> [Directions] Rewrite all of the items below as a numbered list, omitting blank lines. Leave the pictures out of the answer.

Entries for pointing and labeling
-- begin --

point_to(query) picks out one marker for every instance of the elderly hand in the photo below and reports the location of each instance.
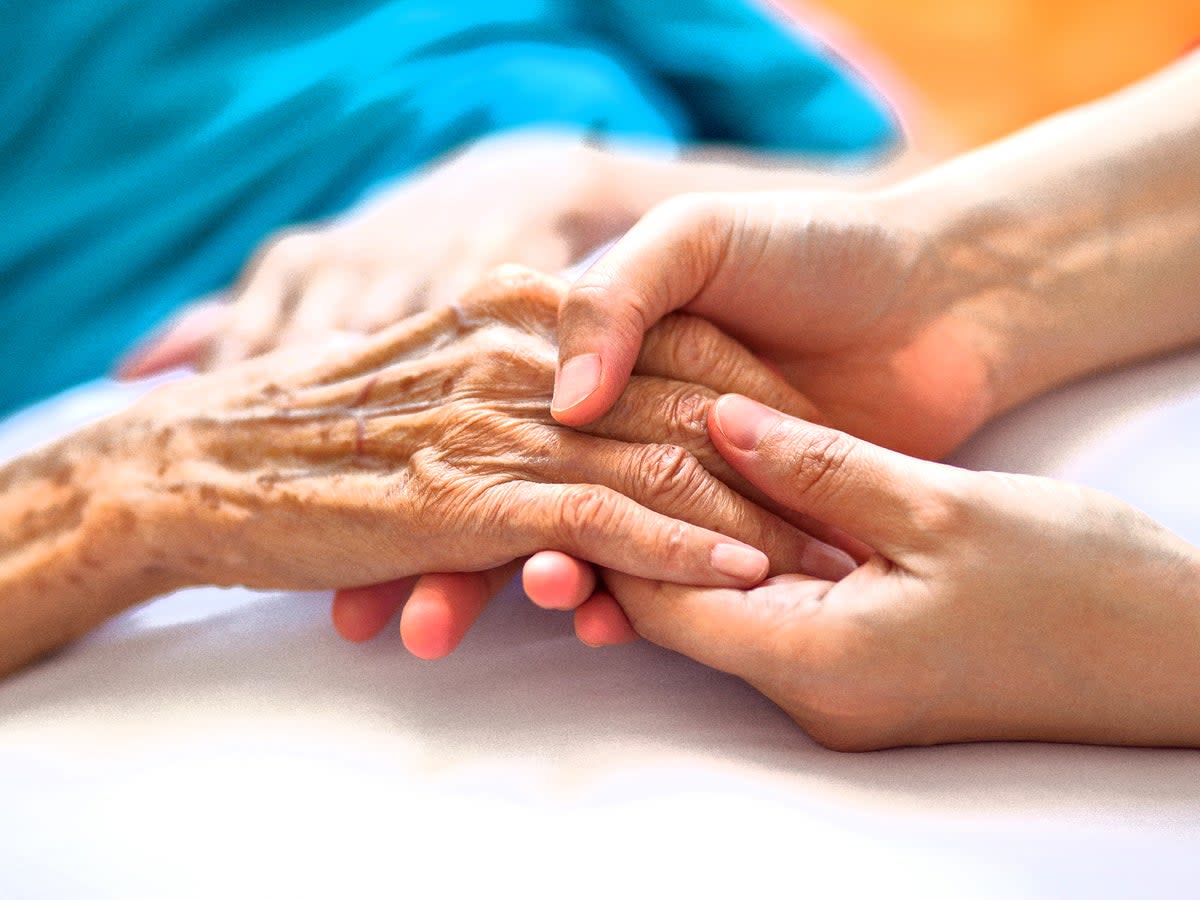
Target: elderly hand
(430, 448)
(535, 199)
(684, 365)
(995, 606)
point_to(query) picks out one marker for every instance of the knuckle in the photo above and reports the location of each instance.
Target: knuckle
(583, 510)
(819, 460)
(670, 471)
(594, 306)
(672, 546)
(688, 414)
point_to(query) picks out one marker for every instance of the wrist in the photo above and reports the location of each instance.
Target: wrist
(989, 264)
(124, 522)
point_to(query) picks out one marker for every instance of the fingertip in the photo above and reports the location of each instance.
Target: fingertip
(426, 633)
(600, 622)
(576, 382)
(556, 581)
(441, 611)
(360, 615)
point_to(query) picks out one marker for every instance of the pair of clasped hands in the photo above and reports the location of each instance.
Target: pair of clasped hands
(940, 604)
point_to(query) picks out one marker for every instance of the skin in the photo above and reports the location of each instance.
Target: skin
(403, 250)
(995, 607)
(426, 448)
(990, 606)
(931, 306)
(924, 309)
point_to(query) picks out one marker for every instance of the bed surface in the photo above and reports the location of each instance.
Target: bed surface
(221, 743)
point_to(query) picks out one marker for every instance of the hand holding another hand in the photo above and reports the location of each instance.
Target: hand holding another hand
(995, 606)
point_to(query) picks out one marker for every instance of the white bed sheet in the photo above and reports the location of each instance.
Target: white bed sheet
(220, 743)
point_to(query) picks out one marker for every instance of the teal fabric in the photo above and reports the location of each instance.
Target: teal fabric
(149, 145)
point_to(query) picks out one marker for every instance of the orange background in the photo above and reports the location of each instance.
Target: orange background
(984, 67)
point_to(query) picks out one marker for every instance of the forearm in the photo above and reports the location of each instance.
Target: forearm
(1075, 244)
(72, 549)
(630, 181)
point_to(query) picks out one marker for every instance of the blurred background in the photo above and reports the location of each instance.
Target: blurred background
(984, 67)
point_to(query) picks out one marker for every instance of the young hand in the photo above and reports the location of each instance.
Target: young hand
(995, 606)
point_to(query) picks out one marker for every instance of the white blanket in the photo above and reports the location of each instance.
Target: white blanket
(220, 743)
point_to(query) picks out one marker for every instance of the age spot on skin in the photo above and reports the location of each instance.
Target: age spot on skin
(365, 394)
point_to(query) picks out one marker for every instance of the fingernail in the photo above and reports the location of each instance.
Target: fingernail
(576, 381)
(827, 563)
(743, 421)
(738, 562)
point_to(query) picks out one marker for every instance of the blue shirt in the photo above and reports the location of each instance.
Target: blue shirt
(149, 145)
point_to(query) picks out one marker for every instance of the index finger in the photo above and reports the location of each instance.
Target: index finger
(660, 265)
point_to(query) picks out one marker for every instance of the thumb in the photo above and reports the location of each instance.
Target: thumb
(180, 342)
(660, 265)
(881, 497)
(736, 631)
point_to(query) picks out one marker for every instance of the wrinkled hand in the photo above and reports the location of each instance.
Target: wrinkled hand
(995, 606)
(846, 294)
(421, 244)
(684, 365)
(430, 448)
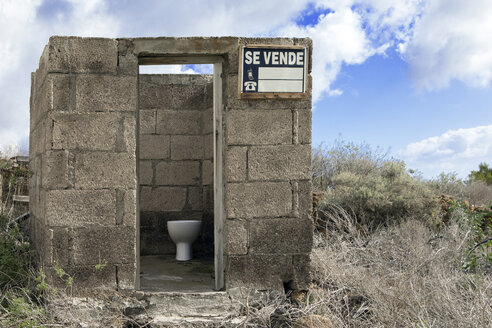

-- end --

> [Correct result]
1. point_to(query) picks out one marker for every instance of the elderly hand in the photo below and reports the location of each instance.
2. Target: elderly hand
3. (430, 448)
4. (535, 199)
5. (684, 365)
6. (995, 606)
7. point_to(query) picks out one marker for every instance of the knuckle in the photo above and reports the location of each instance.
8. Target: knuckle
9. (583, 510)
10. (819, 460)
11. (670, 471)
12. (594, 306)
13. (672, 546)
14. (688, 414)
15. point_to(query) picks out one marker for every instance of the wrist in the photo above and reports the location of each instance.
16. Target: wrist
17. (989, 264)
18. (124, 522)
19. point_to(query) picks out one marker for every instance of the fingertip in the photo above and reports the location of each instance.
20. Target: fingertip
21. (426, 633)
22. (600, 622)
23. (576, 382)
24. (556, 581)
25. (441, 611)
26. (360, 615)
27. point_to(query) picks out one marker for every instance of the pair of clasped hands in the photo above and reports the location of each instance.
28. Target: pair of clasped hands
29. (940, 604)
30. point_to(query) picks out one marker for every instance of the skin in the photo above and reports the location of each instance.
31. Target: skin
32. (403, 250)
33. (995, 607)
34. (426, 448)
35. (990, 606)
36. (931, 306)
37. (924, 309)
38. point_to(query) picks out one marker for every instance of the bed surface in the photo above and reports the location of each instance.
39. Target: bed surface
40. (221, 743)
41. point_to(query) picks out one marker for every instance of the hand holding another hand in the photo above and reports the location of each instance.
42. Target: hand holding another hand
43. (995, 606)
44. point_to(query) picks out one marker for every instance of the white bed sheet in the photo above and reports the location of each instance.
45. Target: white bed sheet
46. (220, 743)
47. point_to(query) picks out one marker for every instance of the teal fabric in the photo above and reports the location of each instance.
48. Target: teal fabric
49. (149, 145)
50. point_to(query) picks out one marker for every instance of the orange background in the photo above and reports the location of each instance.
51. Target: orange background
52. (984, 67)
53. point_to(query) picks out one marker for every instance of the forearm in the photo above and reports the location of each instance.
54. Target: forearm
55. (1075, 244)
56. (72, 549)
57. (630, 181)
58. point_to(query) picks out one marker for every instance of the blurred background in the photo above and reports the location of each instance.
59. Target: blurred background
60. (984, 67)
61. point_to(query) picks out one marker for every instance of the young hand in the photo above and reports the location of each instance.
62. Target: young hand
63. (995, 606)
64. point_to(query) picks out one marker for every instance of the white blanket in the photo above and reports the location of each instance.
65. Target: white blanket
66. (220, 743)
67. point_to(query) picks out one marker for every instance of the age spot on skin in the photo above and reports the location of each instance.
68. Target: age spot on skin
69. (365, 394)
70. point_to(query) picks out one marker for every instance of the fingernail in the photo above and reports the location of each instance.
71. Target: fingernail
72. (576, 381)
73. (827, 563)
74. (743, 421)
75. (738, 562)
76. point_to(query) picks out one marker for every instance of the blue shirt in the photo above and reports the location of each instance.
77. Target: blue shirt
78. (149, 145)
79. point_to(query) picks out one marker for every instance of the index finger in the photo above and reports the location of each instance.
80. Target: index finger
81. (660, 265)
82. point_to(query) picks out one marker for every instance of the thumb in the photo above and reports the location of each instance.
83. Target: thumb
84. (180, 342)
85. (660, 265)
86. (881, 497)
87. (736, 631)
88. point_to(query) picks out one marker for every instance of the wrinkled hand in the photo above and reports the location of each instance.
89. Target: wrinkled hand
90. (995, 606)
91. (846, 294)
92. (421, 244)
93. (684, 365)
94. (430, 448)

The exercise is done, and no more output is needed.